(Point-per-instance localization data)
--- START ---

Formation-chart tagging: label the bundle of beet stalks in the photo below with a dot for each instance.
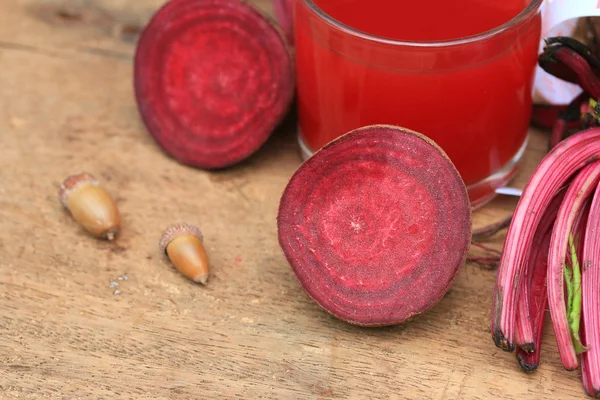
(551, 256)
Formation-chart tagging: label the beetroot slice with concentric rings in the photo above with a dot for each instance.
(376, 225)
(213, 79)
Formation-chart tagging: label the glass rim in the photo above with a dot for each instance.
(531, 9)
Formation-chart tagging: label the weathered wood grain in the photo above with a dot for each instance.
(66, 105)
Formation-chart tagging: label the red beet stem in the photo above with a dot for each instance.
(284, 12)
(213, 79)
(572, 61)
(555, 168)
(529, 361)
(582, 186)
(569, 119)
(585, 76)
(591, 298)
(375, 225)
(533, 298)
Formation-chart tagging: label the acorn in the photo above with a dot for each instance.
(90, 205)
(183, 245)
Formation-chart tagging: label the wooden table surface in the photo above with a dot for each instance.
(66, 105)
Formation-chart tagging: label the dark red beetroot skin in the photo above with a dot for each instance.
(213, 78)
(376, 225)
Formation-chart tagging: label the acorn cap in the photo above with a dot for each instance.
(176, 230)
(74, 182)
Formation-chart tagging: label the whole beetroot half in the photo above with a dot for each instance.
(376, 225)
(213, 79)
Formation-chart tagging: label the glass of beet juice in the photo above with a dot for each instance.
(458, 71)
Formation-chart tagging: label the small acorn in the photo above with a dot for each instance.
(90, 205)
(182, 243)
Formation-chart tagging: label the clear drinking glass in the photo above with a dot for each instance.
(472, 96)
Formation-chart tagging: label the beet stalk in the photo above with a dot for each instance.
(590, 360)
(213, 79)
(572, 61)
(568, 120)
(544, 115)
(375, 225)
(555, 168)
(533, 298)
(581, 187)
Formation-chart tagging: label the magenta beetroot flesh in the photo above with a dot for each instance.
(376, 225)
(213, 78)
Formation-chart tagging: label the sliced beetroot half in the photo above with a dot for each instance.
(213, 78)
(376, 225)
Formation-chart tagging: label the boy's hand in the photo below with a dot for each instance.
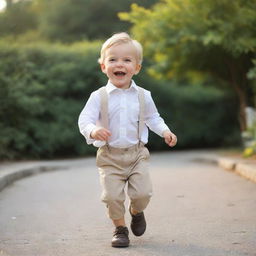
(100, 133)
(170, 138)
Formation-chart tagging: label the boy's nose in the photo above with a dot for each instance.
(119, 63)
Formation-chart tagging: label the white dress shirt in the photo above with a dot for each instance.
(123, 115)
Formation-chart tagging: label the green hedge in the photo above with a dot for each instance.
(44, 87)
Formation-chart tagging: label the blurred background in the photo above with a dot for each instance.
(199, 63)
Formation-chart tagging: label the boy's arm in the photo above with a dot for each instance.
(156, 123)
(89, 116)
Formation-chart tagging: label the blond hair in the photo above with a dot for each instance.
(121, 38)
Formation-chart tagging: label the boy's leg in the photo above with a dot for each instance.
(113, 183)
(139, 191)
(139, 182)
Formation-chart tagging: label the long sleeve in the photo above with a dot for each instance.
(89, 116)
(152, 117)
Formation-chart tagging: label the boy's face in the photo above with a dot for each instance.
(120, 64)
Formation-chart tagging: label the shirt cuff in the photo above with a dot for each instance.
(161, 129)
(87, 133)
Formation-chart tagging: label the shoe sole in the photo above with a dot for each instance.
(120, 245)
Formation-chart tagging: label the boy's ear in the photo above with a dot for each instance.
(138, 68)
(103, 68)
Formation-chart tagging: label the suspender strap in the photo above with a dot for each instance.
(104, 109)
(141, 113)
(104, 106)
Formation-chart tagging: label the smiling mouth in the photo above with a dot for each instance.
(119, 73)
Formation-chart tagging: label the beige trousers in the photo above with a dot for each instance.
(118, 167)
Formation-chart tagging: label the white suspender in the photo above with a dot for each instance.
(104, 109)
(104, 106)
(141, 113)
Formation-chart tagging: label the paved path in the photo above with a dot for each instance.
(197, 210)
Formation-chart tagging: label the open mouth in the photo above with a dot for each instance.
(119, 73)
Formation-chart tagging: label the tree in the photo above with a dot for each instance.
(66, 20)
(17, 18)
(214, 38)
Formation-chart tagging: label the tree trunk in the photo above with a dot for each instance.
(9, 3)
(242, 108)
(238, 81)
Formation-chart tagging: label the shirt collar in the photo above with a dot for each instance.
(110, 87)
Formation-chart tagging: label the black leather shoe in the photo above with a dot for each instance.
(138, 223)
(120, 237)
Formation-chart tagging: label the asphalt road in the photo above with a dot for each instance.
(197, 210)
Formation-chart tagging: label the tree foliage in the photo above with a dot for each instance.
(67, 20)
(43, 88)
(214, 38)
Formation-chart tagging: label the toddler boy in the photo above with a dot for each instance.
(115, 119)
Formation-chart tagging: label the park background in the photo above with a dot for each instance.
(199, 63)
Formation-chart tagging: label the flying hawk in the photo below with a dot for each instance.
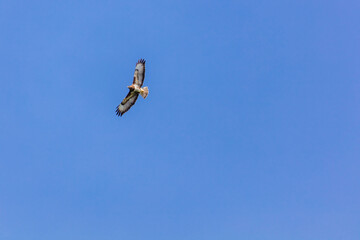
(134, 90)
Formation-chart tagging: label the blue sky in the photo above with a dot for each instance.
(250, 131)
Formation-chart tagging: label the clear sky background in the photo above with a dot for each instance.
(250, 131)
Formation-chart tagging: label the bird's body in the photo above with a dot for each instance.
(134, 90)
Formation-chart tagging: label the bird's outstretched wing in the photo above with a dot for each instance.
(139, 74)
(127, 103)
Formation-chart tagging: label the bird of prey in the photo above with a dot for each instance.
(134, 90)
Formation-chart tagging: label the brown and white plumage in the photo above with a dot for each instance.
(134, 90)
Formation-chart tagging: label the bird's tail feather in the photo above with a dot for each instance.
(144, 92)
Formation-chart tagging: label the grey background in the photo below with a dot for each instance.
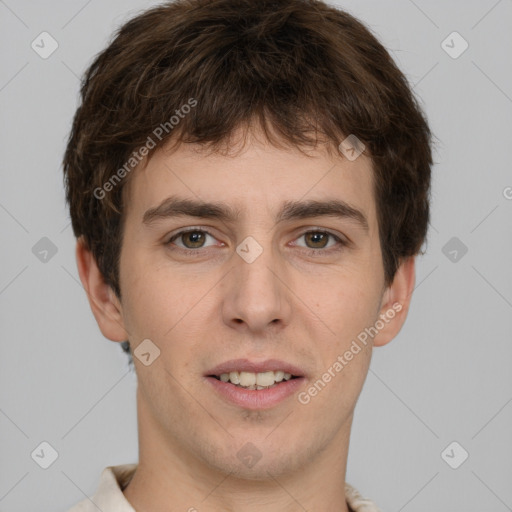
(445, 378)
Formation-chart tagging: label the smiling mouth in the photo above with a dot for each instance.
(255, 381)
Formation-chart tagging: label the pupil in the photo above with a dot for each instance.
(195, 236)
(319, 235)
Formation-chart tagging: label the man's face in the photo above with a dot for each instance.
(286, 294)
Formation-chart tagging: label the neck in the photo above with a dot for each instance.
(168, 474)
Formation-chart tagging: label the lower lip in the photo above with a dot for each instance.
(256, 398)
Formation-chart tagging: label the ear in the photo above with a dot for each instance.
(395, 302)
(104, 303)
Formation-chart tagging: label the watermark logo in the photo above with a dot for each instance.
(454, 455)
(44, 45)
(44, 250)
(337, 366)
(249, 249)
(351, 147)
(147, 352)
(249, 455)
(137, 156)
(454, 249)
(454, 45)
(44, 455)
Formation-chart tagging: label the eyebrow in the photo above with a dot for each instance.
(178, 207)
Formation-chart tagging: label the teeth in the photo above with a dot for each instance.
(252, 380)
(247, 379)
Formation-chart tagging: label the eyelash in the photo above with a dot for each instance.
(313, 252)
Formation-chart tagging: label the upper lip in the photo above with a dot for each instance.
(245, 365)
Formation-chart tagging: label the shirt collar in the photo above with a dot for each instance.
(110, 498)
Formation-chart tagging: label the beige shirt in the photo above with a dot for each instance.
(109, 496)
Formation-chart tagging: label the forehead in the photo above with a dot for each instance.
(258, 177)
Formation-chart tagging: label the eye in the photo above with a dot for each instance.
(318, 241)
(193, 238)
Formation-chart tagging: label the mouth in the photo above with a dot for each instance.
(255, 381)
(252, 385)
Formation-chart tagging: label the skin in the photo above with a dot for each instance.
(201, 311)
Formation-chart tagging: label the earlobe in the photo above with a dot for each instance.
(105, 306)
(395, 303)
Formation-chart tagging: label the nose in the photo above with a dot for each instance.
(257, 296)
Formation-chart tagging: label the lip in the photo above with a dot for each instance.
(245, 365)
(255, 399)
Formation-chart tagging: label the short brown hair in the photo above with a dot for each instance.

--- END ---

Output the records above exactly as they are, leaving out the pictures.

■ **Exercise solution**:
Formation-chart tagging: label the bundle of beet stalks in the photo below with a dot for each instance.
(551, 256)
Formation-chart tagging: label the beetroot slice with concentric rings in the photo above with a dot for each instance.
(376, 225)
(213, 79)
Formation-chart tagging: label the glass rim in the photo above with a dot for each instance.
(531, 9)
Formation-chart tagging: label the weathered wood grain in the photo above with a dot for each instance.
(66, 105)
Formation-chart tagging: label the red beet stem in the photo above with a dot for each instance.
(284, 12)
(213, 79)
(572, 61)
(555, 168)
(529, 361)
(582, 186)
(569, 119)
(585, 76)
(591, 298)
(375, 225)
(533, 298)
Formation-chart tagging: label the acorn in the photo above with a dot for each instance.
(90, 205)
(183, 245)
Formation-chart tagging: label the wooden table surface in the photo above with a dot for each instance.
(66, 105)
Formation-chart tagging: label the dark red beetroot skin in the photo above with a dot for each instance.
(213, 78)
(376, 225)
Formation-chart tagging: label the acorn cap in the photo above with a dot for each instance.
(176, 230)
(74, 182)
Formation-chart tagging: label the whole beetroot half in the photo above with a dot for each instance.
(376, 225)
(213, 79)
Formation-chart tagging: label the glass of beet juice in the photo above with a dot for each instance.
(458, 71)
Formation-chart tagging: label the small acorn in the photo above with a dot for each instance.
(90, 205)
(182, 243)
Formation-chart tagging: label the clear drinking glass in the photo above with a dot for each instance.
(472, 96)
Formation-chart tagging: label the beet stalk in the photo above with a dot for each instance.
(590, 360)
(213, 79)
(572, 61)
(568, 120)
(544, 115)
(375, 225)
(555, 168)
(533, 298)
(581, 187)
Formation-chart tagging: label the magenta beetroot flesh in the photo above with a dot for each instance.
(376, 225)
(213, 78)
Formation-chart tagging: label the sliced beetroot half in the photo above with a dot for each instance.
(213, 78)
(376, 225)
Formation-chart tagging: label the boy's hand in the photo below with a dot for each instance.
(100, 133)
(170, 138)
Formation-chart tagging: label the boy's nose in the photo above with a dot for each instance.
(119, 63)
Formation-chart tagging: label the white dress shirt in the photo above with a dot for each instance.
(123, 115)
Formation-chart tagging: label the green hedge in the photo above with a dot for each instance.
(44, 87)
Formation-chart tagging: label the blurred background in the photo above with a dot for each instance.
(199, 63)
Formation-chart tagging: label the boy's arm in the photo above with a dot for each instance.
(156, 123)
(89, 116)
Formation-chart tagging: label the blond hair in the photo above with a dot for each instance.
(121, 38)
Formation-chart tagging: label the boy's leg in the photo above with a dot for each instance.
(113, 183)
(139, 191)
(139, 182)
Formation-chart tagging: label the long sleeve in the photo above with a dot for each instance.
(89, 116)
(152, 117)
Formation-chart tagging: label the boy's face in the photo above with a dot for each instance.
(120, 64)
Formation-chart tagging: label the shirt cuff in the photo above with a dot for each instance.
(161, 129)
(87, 133)
Formation-chart tagging: label the shoe sole in the photo above with a dot for each instance.
(120, 245)
Formation-chart tagging: label the boy's ear in the photo above with a dot for each instance.
(138, 68)
(103, 68)
Formation-chart tagging: label the suspender strap in the photo above with a dot for each instance.
(104, 109)
(141, 113)
(104, 106)
Formation-chart tagging: label the smiling mouth in the photo above with a dot for each instance.
(119, 73)
Formation-chart tagging: label the beige trousers in the photo above with a dot for each instance.
(118, 167)
Formation-chart tagging: label the white suspender in the photo above with a dot for each instance.
(104, 109)
(104, 106)
(141, 113)
Formation-chart tagging: label the paved path in the photo above with a dot for each instance.
(197, 210)
Formation-chart tagging: label the open mouth in the photo above with a dot for each instance.
(119, 73)
Formation-chart tagging: label the tree in the photo above with a dot for each instance.
(66, 20)
(17, 18)
(214, 38)
Formation-chart tagging: label the tree trunk in the photo above with a dot for each instance.
(9, 3)
(242, 108)
(238, 81)
Formation-chart tagging: label the shirt collar in the photo above with a dot for each instance.
(110, 87)
Formation-chart tagging: label the black leather shoe in the photo above with a dot for each instance.
(138, 223)
(120, 237)
Formation-chart tagging: label the asphalt road in the photo above with a dot for each instance.
(197, 210)
Formation-chart tagging: label the tree foliage in the photo above with a dot for each instance.
(67, 20)
(43, 88)
(214, 38)
Formation-chart tagging: label the toddler boy in the photo above with a dot for each instance.
(115, 119)
Formation-chart tagging: label the park background in the photo above with a dot for each instance.
(199, 63)
Formation-chart tagging: label the flying hawk in the photo below with a dot for each instance.
(134, 90)
Formation-chart tagging: label the blue sky in the photo above with a dot for each instance.
(250, 131)
Formation-chart tagging: label the clear sky background in the photo above with a dot for each instance.
(250, 131)
Formation-chart tagging: label the bird's body in the photo above with a dot for each instance.
(134, 90)
Formation-chart tagging: label the bird's outstretched wing in the photo above with a dot for each instance.
(139, 74)
(127, 103)
Formation-chart tagging: label the bird of prey in the photo above with a dot for each instance.
(134, 90)
Formation-chart tagging: label the brown and white plumage in the photo above with a dot for each instance.
(134, 90)
Formation-chart tagging: label the bird's tail feather in the photo above with a dot for each instance.
(144, 92)
Formation-chart tagging: label the grey background in the photo below with a dot for each instance.
(445, 378)
Formation-chart tagging: label the smiling mouth in the photo above with a dot for each instance.
(255, 381)
Formation-chart tagging: label the pupil in the photo above with a dot for each instance.
(195, 236)
(319, 235)
Formation-chart tagging: label the man's face in the photo above with a dot for each instance.
(286, 294)
Formation-chart tagging: label the neck in the photo above with a dot for each instance.
(168, 474)
Formation-chart tagging: label the lower lip in the photo above with a dot for each instance.
(256, 398)
Formation-chart tagging: label the ear in the photo above with a dot for each instance.
(395, 302)
(104, 303)
Formation-chart tagging: label the watermark logo in the photo above with a dot for each instance.
(454, 455)
(44, 45)
(44, 250)
(337, 366)
(249, 249)
(351, 147)
(147, 352)
(249, 455)
(137, 156)
(454, 249)
(454, 45)
(44, 455)
Formation-chart tagging: label the eyebrow in the photo above with a dot for each instance.
(178, 207)
Formation-chart tagging: label the teeth in the photo above with a dot for each instance.
(252, 380)
(247, 379)
Formation-chart tagging: label the eyelash in the photo above with a dot for each instance.
(313, 252)
Formation-chart tagging: label the upper lip in the photo above with a dot for each instance.
(245, 365)
Formation-chart tagging: label the shirt collar in the photo above with a dot for each instance.
(110, 498)
Formation-chart tagging: label the beige shirt in the photo above with a dot for each instance.
(109, 496)
Formation-chart tagging: label the forehead in the photo above with a dot for each instance.
(258, 177)
Formation-chart tagging: label the eye in the photo above with a dot for each instance.
(318, 241)
(193, 238)
Formation-chart tagging: label the mouth in the photo above with a dot for each instance.
(255, 381)
(252, 385)
Formation-chart tagging: label the skin in the photo above with a dot for each instance.
(201, 311)
Formation-chart tagging: label the earlobe in the photo above with a dot for each instance.
(105, 306)
(395, 303)
Formation-chart tagging: label the nose in the photo above with a dot for each instance.
(257, 296)
Formation-chart tagging: label the lip in the photo above with a dot for each instance.
(245, 365)
(255, 399)
Formation-chart tagging: label the short brown hair in the photo above with a dot for each instance.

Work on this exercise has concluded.